- INPUT MATERIAL -

++++

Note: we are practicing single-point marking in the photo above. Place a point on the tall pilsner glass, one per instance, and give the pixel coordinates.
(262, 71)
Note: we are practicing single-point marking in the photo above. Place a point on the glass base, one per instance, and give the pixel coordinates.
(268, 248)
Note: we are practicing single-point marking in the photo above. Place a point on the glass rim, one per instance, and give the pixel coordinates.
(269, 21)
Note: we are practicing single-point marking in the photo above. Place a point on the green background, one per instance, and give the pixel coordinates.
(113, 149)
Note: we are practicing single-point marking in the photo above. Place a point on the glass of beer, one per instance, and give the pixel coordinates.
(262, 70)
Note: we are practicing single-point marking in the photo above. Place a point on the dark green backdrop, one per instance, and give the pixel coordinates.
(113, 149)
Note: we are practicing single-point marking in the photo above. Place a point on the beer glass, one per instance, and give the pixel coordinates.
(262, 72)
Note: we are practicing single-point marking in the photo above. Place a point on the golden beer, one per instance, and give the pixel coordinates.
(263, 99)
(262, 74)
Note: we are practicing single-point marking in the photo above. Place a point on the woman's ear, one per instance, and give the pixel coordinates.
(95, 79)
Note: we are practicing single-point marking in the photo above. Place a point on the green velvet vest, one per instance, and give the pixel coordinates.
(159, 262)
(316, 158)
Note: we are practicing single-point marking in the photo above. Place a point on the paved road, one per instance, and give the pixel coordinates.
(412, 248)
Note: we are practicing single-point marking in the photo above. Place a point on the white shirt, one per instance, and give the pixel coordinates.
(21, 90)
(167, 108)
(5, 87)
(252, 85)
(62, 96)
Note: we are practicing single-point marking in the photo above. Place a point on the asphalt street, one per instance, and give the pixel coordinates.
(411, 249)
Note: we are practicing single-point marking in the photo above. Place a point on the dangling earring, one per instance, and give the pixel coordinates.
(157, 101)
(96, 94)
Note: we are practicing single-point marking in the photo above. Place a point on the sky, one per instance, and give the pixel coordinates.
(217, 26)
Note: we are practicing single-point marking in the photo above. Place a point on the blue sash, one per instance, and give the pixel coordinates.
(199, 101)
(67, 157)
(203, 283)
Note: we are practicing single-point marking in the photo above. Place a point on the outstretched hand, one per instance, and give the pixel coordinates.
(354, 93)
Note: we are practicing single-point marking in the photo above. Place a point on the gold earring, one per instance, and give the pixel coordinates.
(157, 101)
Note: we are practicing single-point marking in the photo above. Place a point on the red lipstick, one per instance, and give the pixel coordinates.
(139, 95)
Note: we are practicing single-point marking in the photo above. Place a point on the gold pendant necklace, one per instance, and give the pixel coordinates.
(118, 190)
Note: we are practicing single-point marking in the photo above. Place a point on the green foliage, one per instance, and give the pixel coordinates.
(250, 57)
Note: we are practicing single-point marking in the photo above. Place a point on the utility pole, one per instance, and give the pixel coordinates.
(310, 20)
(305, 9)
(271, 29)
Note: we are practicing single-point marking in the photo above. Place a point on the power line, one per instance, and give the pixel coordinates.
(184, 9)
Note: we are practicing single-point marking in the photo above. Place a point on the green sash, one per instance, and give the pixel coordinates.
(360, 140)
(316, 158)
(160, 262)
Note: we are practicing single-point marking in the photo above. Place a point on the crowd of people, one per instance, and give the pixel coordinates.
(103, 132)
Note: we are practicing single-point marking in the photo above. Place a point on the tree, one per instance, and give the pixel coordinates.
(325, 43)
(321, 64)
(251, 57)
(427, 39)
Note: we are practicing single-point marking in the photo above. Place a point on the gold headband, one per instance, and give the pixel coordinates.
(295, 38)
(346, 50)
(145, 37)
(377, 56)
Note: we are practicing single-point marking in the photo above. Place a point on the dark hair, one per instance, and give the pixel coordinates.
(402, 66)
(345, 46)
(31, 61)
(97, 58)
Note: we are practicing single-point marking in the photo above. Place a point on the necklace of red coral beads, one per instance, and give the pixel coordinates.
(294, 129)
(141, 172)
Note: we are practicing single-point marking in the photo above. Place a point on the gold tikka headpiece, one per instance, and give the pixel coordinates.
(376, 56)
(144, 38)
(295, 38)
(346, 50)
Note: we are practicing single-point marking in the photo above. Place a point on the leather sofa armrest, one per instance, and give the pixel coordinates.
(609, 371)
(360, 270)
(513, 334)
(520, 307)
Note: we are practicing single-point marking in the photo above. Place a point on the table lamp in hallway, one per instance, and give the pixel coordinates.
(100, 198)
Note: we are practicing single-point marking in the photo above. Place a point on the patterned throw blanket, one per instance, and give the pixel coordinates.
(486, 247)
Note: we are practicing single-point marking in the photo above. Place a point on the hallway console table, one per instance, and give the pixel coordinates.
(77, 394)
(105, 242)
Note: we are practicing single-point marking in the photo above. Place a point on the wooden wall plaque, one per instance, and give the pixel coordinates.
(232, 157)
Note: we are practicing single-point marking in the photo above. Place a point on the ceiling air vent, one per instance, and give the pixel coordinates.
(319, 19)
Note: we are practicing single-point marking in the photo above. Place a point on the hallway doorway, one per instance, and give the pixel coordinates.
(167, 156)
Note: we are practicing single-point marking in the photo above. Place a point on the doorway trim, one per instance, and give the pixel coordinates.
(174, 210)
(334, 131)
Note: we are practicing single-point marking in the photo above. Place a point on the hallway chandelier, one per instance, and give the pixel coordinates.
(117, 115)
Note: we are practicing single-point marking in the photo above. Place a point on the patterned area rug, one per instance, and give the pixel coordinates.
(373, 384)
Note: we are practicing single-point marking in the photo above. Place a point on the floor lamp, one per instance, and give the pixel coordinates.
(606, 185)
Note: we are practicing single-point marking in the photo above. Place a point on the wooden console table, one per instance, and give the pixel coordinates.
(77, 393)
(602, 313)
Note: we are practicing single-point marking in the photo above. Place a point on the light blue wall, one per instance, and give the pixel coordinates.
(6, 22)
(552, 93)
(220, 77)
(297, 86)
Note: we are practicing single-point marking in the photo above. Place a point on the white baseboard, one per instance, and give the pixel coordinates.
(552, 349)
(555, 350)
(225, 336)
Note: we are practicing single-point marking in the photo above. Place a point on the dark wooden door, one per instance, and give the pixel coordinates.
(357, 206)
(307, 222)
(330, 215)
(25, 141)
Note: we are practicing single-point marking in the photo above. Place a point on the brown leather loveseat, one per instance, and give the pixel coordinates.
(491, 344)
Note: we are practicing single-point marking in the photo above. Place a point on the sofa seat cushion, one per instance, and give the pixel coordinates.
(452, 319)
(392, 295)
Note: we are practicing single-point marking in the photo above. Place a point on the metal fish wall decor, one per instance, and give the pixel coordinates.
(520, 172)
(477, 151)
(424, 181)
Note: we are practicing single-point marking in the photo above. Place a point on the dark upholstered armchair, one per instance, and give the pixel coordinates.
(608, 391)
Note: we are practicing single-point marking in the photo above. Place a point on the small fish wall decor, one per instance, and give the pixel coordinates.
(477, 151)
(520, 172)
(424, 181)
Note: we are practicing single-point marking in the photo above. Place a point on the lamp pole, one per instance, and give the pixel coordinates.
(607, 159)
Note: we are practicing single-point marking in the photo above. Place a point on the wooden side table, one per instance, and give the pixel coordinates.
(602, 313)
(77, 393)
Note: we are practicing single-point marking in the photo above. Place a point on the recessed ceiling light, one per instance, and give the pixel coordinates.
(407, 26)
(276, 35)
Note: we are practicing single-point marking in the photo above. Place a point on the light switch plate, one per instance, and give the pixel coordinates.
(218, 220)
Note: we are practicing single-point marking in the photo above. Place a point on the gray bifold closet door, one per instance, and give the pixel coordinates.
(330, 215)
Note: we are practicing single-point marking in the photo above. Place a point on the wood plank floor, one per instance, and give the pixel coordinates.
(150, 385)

++++

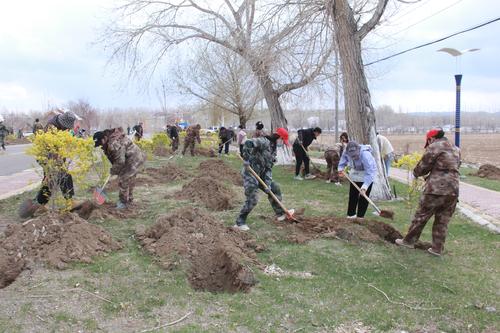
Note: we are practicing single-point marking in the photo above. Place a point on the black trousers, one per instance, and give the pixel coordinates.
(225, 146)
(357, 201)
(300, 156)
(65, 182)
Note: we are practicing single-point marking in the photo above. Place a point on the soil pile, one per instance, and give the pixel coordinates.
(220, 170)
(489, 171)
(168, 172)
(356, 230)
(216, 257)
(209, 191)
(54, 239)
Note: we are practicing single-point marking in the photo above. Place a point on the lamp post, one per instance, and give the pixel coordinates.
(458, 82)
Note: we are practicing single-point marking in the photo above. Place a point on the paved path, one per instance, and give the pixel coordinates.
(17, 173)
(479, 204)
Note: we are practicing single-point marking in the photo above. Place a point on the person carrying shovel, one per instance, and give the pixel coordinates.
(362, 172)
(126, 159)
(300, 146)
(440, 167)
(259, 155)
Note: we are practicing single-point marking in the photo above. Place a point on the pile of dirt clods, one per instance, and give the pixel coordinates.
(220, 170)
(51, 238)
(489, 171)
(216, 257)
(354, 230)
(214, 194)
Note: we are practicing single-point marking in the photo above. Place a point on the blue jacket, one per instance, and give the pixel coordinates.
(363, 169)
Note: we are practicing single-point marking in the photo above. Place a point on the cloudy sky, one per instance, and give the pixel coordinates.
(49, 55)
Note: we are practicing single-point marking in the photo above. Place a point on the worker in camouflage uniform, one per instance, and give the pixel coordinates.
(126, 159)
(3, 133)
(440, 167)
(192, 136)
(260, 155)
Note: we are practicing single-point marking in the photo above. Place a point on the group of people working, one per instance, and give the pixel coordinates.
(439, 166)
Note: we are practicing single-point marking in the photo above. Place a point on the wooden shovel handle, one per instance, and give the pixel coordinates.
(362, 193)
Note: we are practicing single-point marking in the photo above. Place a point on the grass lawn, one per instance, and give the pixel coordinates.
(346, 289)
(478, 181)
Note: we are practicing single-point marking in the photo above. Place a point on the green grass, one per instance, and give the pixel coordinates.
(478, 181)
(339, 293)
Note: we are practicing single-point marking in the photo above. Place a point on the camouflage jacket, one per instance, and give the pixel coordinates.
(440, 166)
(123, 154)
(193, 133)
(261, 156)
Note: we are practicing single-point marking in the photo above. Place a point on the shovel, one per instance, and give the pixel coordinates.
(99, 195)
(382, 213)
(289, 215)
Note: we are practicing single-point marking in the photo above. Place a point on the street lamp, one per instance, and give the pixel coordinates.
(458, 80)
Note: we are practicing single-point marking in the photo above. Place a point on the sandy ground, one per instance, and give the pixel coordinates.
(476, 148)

++++

- GOAL -
How many lines in the material above contain the word "pole"? Reply with the number alone.

- OUTPUT FOR THIS TASK -
2